### PROBLEM TO WORK ON
Output every entry below unchanged, line for line, from the first to the last.

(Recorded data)
##############################

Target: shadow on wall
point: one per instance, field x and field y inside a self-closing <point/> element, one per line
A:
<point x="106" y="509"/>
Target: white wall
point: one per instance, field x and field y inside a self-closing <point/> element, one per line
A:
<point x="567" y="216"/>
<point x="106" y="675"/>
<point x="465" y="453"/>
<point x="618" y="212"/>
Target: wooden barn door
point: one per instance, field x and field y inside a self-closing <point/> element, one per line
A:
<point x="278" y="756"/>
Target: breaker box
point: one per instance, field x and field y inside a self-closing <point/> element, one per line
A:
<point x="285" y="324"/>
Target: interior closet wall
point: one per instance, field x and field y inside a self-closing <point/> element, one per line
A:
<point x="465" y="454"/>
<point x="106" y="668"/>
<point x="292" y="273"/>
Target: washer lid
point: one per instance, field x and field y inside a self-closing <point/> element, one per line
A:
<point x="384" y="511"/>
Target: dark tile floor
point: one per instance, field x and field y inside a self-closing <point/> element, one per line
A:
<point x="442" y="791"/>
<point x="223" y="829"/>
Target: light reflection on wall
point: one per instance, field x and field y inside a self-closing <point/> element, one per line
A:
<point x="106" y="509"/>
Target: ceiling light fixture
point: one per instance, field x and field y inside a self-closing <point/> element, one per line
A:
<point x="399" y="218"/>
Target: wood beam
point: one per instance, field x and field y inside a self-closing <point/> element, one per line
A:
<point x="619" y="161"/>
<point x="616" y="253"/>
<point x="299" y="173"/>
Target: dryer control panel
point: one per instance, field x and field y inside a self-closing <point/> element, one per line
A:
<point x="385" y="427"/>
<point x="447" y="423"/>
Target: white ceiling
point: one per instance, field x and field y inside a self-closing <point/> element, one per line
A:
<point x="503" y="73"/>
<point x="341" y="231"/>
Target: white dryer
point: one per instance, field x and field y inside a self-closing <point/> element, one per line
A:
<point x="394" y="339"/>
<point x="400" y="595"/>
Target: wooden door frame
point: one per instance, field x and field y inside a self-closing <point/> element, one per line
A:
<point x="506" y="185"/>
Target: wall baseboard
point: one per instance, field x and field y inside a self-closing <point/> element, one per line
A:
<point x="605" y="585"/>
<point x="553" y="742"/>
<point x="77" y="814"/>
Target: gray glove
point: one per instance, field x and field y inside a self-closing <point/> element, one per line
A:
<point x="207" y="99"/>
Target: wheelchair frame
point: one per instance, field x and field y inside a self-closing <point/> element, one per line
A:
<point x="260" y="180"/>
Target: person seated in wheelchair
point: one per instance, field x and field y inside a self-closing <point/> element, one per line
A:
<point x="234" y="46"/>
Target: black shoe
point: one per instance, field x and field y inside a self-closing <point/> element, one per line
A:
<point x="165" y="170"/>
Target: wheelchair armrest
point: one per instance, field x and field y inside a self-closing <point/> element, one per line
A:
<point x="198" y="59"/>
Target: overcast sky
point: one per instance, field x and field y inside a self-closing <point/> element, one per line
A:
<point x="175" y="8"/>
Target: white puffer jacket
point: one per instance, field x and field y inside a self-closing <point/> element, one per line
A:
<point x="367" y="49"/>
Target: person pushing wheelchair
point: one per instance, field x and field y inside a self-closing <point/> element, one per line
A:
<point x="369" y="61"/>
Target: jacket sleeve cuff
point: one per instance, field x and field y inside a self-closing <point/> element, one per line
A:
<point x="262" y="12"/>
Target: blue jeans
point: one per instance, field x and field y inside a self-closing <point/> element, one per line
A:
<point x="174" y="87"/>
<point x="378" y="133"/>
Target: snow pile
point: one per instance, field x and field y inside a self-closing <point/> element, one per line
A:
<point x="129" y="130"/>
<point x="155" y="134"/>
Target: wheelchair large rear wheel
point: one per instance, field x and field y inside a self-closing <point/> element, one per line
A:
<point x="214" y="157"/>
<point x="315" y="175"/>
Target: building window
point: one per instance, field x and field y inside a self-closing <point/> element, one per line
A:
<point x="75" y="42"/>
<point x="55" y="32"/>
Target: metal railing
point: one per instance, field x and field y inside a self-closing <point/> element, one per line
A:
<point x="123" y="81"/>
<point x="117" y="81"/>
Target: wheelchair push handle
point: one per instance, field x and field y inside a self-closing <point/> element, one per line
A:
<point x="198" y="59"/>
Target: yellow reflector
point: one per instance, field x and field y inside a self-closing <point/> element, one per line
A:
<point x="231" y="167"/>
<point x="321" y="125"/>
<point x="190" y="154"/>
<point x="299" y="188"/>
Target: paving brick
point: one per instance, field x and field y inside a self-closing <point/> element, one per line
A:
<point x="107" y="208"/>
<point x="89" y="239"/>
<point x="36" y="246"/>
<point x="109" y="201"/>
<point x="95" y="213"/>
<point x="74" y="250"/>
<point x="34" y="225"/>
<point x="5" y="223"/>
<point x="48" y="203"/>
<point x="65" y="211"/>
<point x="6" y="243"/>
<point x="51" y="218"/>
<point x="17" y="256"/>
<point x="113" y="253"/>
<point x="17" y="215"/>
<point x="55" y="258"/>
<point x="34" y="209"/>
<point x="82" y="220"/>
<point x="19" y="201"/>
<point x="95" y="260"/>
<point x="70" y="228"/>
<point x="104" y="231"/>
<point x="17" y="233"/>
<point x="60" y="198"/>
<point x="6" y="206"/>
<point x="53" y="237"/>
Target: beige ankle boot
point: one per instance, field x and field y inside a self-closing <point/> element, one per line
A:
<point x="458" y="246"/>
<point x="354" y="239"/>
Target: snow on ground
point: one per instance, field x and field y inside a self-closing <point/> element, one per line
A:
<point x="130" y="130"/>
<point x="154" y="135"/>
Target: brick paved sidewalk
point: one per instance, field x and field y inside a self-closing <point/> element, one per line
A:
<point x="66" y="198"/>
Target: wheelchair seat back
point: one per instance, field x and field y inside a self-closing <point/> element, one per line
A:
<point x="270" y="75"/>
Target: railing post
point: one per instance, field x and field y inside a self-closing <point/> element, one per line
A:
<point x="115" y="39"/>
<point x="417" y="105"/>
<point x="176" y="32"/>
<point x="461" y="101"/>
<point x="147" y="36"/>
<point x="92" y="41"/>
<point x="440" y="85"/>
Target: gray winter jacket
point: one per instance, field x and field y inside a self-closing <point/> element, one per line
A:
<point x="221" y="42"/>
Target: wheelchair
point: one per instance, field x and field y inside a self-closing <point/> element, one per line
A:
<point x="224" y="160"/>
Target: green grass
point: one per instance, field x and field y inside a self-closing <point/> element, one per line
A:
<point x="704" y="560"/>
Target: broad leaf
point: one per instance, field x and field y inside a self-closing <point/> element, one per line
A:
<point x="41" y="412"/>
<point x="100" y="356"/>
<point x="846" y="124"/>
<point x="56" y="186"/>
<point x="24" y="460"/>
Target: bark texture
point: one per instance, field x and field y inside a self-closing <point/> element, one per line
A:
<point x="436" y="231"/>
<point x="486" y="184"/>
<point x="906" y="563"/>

##############################

### COMPLETE OUTPUT
Target: shadow on wall
point: one per instance, field x and field y inside a self-closing <point/> element, one per line
A:
<point x="106" y="509"/>
Target: white wall
point: one per instance, field x and field y inside a self-closing <point/> element, one per line
A:
<point x="567" y="216"/>
<point x="106" y="675"/>
<point x="465" y="453"/>
<point x="618" y="212"/>
Target: wooden barn door
point: one per instance, field x and field y inside a self-closing <point/> element, one per line
A:
<point x="278" y="756"/>
Target: breaker box
point: one per instance, field x and field y inside a self-closing <point/> element, one per line
A:
<point x="285" y="324"/>
Target: interior closet wall
point: one per instance, field x and field y inside a self-closing <point/> element, one per line
A:
<point x="465" y="454"/>
<point x="106" y="668"/>
<point x="292" y="273"/>
Target: washer lid
point: one per instance, field x and field y inside a self-closing <point/> element, one per line
A:
<point x="384" y="511"/>
Target: dark tile floor
point: one per instance, field x and field y inside a self-closing <point/> element, one per line
A:
<point x="442" y="791"/>
<point x="223" y="829"/>
Target: light reflection on wall
point: one per instance, field x and field y inside a self-closing <point/> element, one per line
A:
<point x="106" y="509"/>
Target: ceiling light fixture
point: one per instance, field x and field y inside a self-closing <point/> element, one per line
A:
<point x="399" y="218"/>
Target: wood beam
point: one per instance, field x and field y inside a self-closing <point/> element, one per line
A:
<point x="619" y="161"/>
<point x="616" y="253"/>
<point x="299" y="173"/>
Target: dryer control panel
point: one per instance, field x and field y inside a self-closing <point/> element, one per line
A:
<point x="385" y="427"/>
<point x="447" y="423"/>
Target: white ceiling
point: one per instance, field x and field y inside a self-closing <point/> element, one per line
A:
<point x="503" y="73"/>
<point x="341" y="231"/>
Target: white dryer
point: one per instance, field x and field y inside a self-closing <point/> element, one per line
A:
<point x="394" y="339"/>
<point x="400" y="595"/>
Target: wooden door frame
point: one per instance, field x and field y inside a self-closing <point/> element, one per line
A:
<point x="506" y="185"/>
Target: wall baseboard
point: one per instance, field x and field y inside a self-closing <point/> element, one per line
A:
<point x="605" y="585"/>
<point x="553" y="742"/>
<point x="77" y="814"/>
Target: gray glove
point: one per instance, field x and field y inside a self-closing <point/> element, one per line
A:
<point x="207" y="99"/>
Target: wheelchair frame
point: one per instance, field x and field y inside a self-closing <point/> element, one per line
A:
<point x="260" y="180"/>
Target: person seated in wheelchair
point: one per instance, field x and field y inside a self-closing <point/> element, one per line
A:
<point x="234" y="46"/>
Target: black shoe
point: one per instance, field x and field y inside a self-closing <point/> element, one per line
A:
<point x="165" y="170"/>
Target: wheelchair armrest
point: one per instance, field x and field y inside a self-closing <point/> element, one per line
A:
<point x="198" y="59"/>
Target: overcast sky
point: one per instance, field x and field y inside a self-closing <point/> element, one per line
A:
<point x="175" y="8"/>
Target: white puffer jacket
point: one per instance, field x and field y inside a self-closing <point/> element, one per line
A:
<point x="367" y="49"/>
Target: person pushing wheelchair
point: one per instance, field x and field y inside a self-closing <point/> element, one per line
A:
<point x="369" y="61"/>
Target: jacket sleeve cuff
point: one per instance, field x and field y inside a self-closing <point/> element, one per line
A:
<point x="262" y="12"/>
Target: blue jeans
point: one per instance, field x and field y inside a self-closing <point/> element, one per line
A:
<point x="174" y="87"/>
<point x="378" y="133"/>
Target: snow pile
point: one per instance, field x and field y inside a self-closing <point/> element, one per line
A:
<point x="129" y="130"/>
<point x="155" y="134"/>
Target: wheelchair large rear wheel
point: one per instance, field x and field y inside a self-closing <point/> element, one per line
A:
<point x="214" y="157"/>
<point x="315" y="175"/>
Target: building window
point: one per instance, field x and field y inside a self-closing <point/> element, one per line
A:
<point x="75" y="42"/>
<point x="55" y="32"/>
Target: metal railing
point: one per instance, field x and field y inside a self-closing <point/> element, one per line
A:
<point x="123" y="81"/>
<point x="117" y="81"/>
Target: wheelchair push handle
point: one per instance, field x and field y inside a self-closing <point/> element, one per line
A:
<point x="198" y="59"/>
Target: yellow reflector
point: one per instance, field x and field y inside a self-closing <point/> element, one per line
A:
<point x="231" y="167"/>
<point x="321" y="125"/>
<point x="190" y="154"/>
<point x="299" y="188"/>
Target: paving brick
point: one per instance, field x and field y inside a self-closing <point/> element, one per line
A:
<point x="107" y="208"/>
<point x="89" y="239"/>
<point x="36" y="246"/>
<point x="109" y="201"/>
<point x="95" y="213"/>
<point x="74" y="250"/>
<point x="34" y="225"/>
<point x="5" y="223"/>
<point x="48" y="203"/>
<point x="65" y="211"/>
<point x="6" y="243"/>
<point x="51" y="218"/>
<point x="17" y="256"/>
<point x="113" y="253"/>
<point x="17" y="215"/>
<point x="55" y="258"/>
<point x="34" y="209"/>
<point x="82" y="220"/>
<point x="19" y="201"/>
<point x="95" y="260"/>
<point x="70" y="228"/>
<point x="104" y="231"/>
<point x="17" y="233"/>
<point x="60" y="198"/>
<point x="6" y="206"/>
<point x="53" y="237"/>
Target: beige ankle boot
point: one per instance, field x and field y inside a self-closing <point/> element, one per line
A:
<point x="458" y="246"/>
<point x="354" y="239"/>
Target: snow on ground
point: one per instance, field x and field y inside a self-closing <point/> element, one per line
A:
<point x="130" y="130"/>
<point x="154" y="135"/>
Target: brick paved sidewalk
point: one per instance, field x and field y inside a self-closing <point/> element, one per line
A:
<point x="66" y="198"/>
Target: wheelchair seat back
point: one per instance, field x and field y inside a self-closing <point/> element, one per line
A:
<point x="270" y="75"/>
Target: railing post
point: one per instance, field x and field y inside a self-closing <point/> element, one per line
A:
<point x="115" y="39"/>
<point x="417" y="105"/>
<point x="176" y="32"/>
<point x="461" y="101"/>
<point x="147" y="36"/>
<point x="92" y="41"/>
<point x="440" y="85"/>
Target: gray winter jacket
point: one per instance, field x and field y inside a self-closing <point/> element, one per line
A:
<point x="221" y="42"/>
Target: wheelchair
point: one per instance, field x and field y inside a self-closing <point/> element, one per line
A:
<point x="224" y="160"/>
Target: green grass
point: one per instance, field x and field y inside a self-closing <point/> element, one per line
A:
<point x="704" y="560"/>
Target: broad leaf
point: one per instance, field x and field y inside a self-closing <point/> element, one per line
A:
<point x="41" y="412"/>
<point x="100" y="356"/>
<point x="846" y="124"/>
<point x="56" y="186"/>
<point x="24" y="460"/>
Target: bark texture
point: one per instance, field x and field y inside a self-closing <point/> element, one per line
A:
<point x="436" y="231"/>
<point x="486" y="184"/>
<point x="906" y="563"/>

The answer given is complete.